### Instructions to follow:
According to the article on European stocks, by how much had the pan-European Stoxx 600 index risen year-to-date?

Europe’s vaccination drive was left in the dust by the US, but a recent rally has seen it surpass American efforts – which could see European stocks outperform their US counterparts.
As reported on CNBC, multiple banks and investment houses are predicting that the recovery from the pandemic is likely to be stronger in Europe than in the US. The piece quoted analysis from Goldman Sachs, Morgan Stanley, Barclays, UBS, BNP Paribas, and Saxo Bank.
The reasons given for a stronger Europe, as compared to the US, were the fiscal stimulus undertaken by the EU and a vaccination drive that picked up steam quickly after a sluggish start.
This has led, according to Goldman Sachs research, to strong flows into mutual funds and US and Asian investors becoming net buyers of European shares.
CNBC wrote: “The pan-European Stoxx 600 index is up more than 14% year-to date. In a research note in April, the Wall Street bank projected European stocks would climb 10% over the next 12 months. The index is up around 3.7% since the publication of the note.”
Competitive, yes. But better?
There are several reasons for Europe’s recovery, according to BNP Paribas. In a recent outlook report, its analysts wrote: “Signs of inflationary pressures, accommodative fiscal and monetary policy and relatively attractive valuations support a continuation of the recovery-driven rotation to the Value factor,” the bank’s analysts said in its third-quarter outlook report.”
Others in the report were more critical. CNBC reported that the month previously, Peter Toogood, chief investment officer at Embark Group, had said that European stocks may be competitive with their American counterparts, but would not be able to surpass them.
Toogood suggested that this would be because the recovery on the continent was “[…] too slow off the mark, and that the unlikelihood of covid disappearing through winter meant gains would remain stunted”.
Other outlets have been reporting a surge in European stock purchases. At the end of May, Market Watch reported that the ETFs JPMorgan BetaBuilders Europe, the iShares MSCI Eurozone, and the Vanguard FTSE Europe were three of the top eight stock funds purchased by US-based investors.
The piece reported Matthew Bartolinii, head of SPDR Amercias Research at State Street Global Advisors, saying that $4bn in flows had gone into European ETFs, and that this had been the best month for the region since March 2015.

(Natural-language object grounding data)
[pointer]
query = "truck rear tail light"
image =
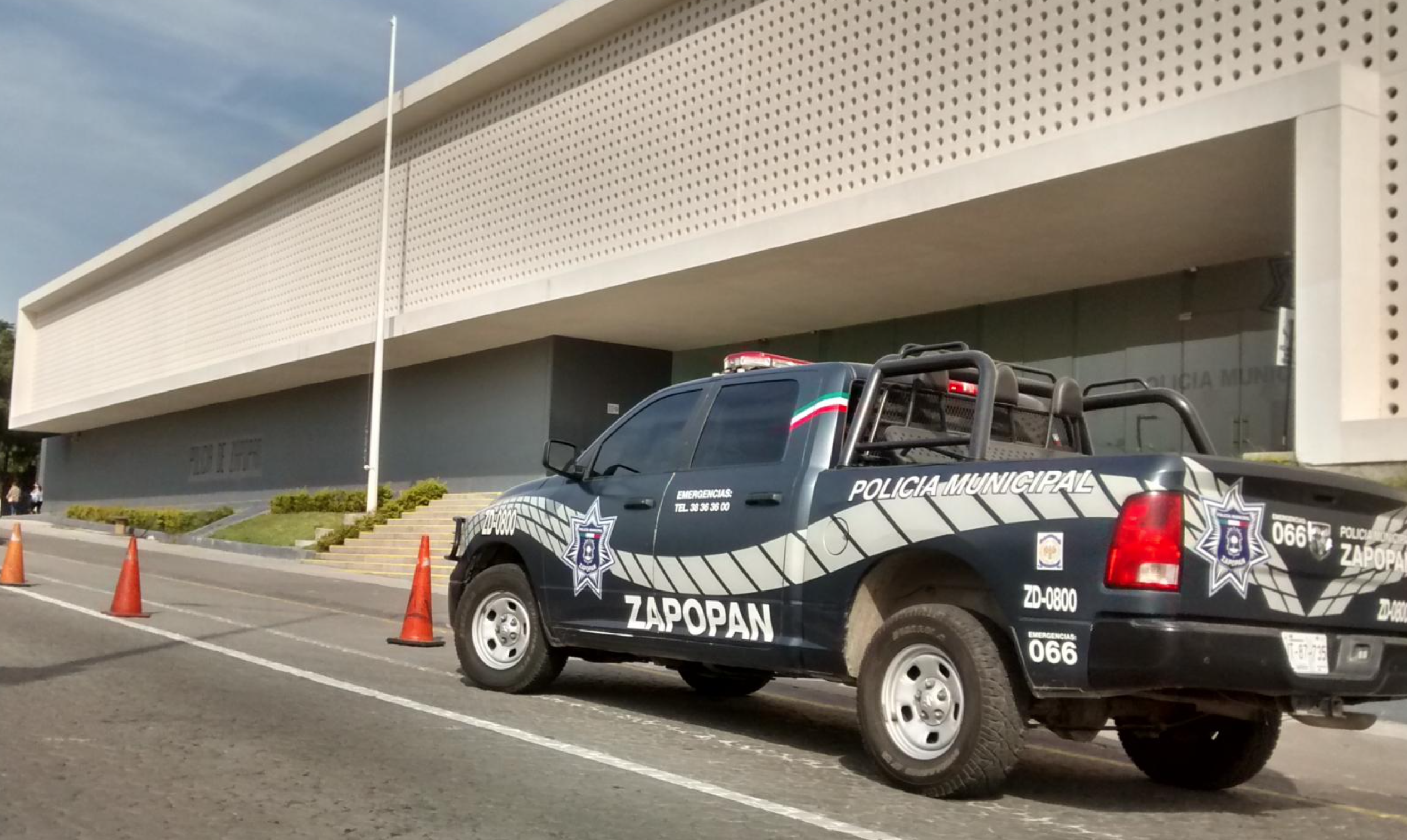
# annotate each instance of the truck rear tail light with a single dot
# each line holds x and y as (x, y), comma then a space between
(1147, 548)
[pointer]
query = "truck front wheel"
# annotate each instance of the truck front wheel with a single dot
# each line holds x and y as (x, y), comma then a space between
(499, 633)
(1209, 753)
(937, 710)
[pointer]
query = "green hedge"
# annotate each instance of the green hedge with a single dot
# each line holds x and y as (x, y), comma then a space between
(164, 520)
(327, 501)
(421, 493)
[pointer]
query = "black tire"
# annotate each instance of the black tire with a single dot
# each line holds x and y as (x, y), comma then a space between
(991, 725)
(1210, 753)
(535, 665)
(724, 683)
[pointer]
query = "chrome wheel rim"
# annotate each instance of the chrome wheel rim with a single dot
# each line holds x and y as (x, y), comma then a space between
(500, 631)
(924, 704)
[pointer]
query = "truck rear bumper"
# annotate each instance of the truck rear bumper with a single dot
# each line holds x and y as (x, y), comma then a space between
(1149, 655)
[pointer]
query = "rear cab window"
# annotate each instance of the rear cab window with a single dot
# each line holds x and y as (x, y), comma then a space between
(748, 424)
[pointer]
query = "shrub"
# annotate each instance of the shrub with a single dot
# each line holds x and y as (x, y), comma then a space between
(416, 496)
(325, 501)
(164, 520)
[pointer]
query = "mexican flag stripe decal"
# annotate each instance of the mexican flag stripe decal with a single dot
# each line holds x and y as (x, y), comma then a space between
(828, 403)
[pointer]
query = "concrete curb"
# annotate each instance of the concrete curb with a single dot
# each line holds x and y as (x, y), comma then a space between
(240, 515)
(220, 555)
(185, 539)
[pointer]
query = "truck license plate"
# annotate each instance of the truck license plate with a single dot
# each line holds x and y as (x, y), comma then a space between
(1307, 652)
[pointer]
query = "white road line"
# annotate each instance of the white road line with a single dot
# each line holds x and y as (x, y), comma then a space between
(694, 735)
(662, 776)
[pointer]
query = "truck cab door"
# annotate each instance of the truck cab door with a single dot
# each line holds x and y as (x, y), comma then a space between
(613, 511)
(724, 539)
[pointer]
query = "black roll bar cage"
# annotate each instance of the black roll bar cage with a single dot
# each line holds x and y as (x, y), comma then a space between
(1143, 394)
(905, 363)
(913, 359)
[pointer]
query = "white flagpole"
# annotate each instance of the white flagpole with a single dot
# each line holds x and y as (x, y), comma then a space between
(373, 466)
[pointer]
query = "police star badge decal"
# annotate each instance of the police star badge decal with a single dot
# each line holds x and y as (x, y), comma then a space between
(590, 553)
(1232, 539)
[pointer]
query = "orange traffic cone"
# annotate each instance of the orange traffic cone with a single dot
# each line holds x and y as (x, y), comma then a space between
(12, 574)
(418, 631)
(127, 600)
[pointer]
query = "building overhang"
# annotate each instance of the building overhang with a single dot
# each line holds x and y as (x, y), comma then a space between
(1192, 185)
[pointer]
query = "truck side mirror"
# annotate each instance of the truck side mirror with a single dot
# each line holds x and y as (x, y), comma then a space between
(560, 458)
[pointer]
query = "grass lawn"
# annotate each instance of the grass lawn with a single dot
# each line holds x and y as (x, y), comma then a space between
(277, 530)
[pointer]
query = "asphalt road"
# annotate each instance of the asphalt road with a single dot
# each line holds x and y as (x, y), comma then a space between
(263, 702)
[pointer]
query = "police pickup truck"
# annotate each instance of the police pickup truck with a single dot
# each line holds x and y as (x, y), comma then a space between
(937, 530)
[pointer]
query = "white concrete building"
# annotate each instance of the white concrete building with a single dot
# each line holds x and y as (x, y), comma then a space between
(702, 173)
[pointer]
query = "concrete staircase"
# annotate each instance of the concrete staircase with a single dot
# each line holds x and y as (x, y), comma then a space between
(390, 550)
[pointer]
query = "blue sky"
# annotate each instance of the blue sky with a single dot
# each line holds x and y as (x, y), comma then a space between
(117, 113)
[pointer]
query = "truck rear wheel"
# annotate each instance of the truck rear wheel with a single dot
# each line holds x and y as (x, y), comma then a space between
(724, 683)
(1210, 753)
(937, 711)
(499, 633)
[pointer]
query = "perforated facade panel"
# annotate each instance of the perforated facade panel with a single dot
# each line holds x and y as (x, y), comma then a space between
(710, 114)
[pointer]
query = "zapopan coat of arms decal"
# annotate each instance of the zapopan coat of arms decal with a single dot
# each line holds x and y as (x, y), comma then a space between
(1232, 539)
(590, 553)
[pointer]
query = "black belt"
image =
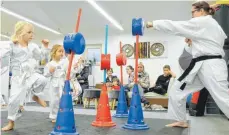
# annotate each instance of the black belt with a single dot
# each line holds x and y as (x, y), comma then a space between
(193, 62)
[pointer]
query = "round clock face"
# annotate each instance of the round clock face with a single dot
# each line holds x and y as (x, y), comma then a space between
(157, 49)
(128, 50)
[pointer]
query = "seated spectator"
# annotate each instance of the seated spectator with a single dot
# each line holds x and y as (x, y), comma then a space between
(109, 79)
(143, 78)
(143, 82)
(130, 72)
(82, 77)
(115, 84)
(162, 83)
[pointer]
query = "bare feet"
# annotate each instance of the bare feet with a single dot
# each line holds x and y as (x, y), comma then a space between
(21, 108)
(3, 106)
(178, 124)
(53, 121)
(39, 101)
(9, 126)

### Written response:
More than 14%.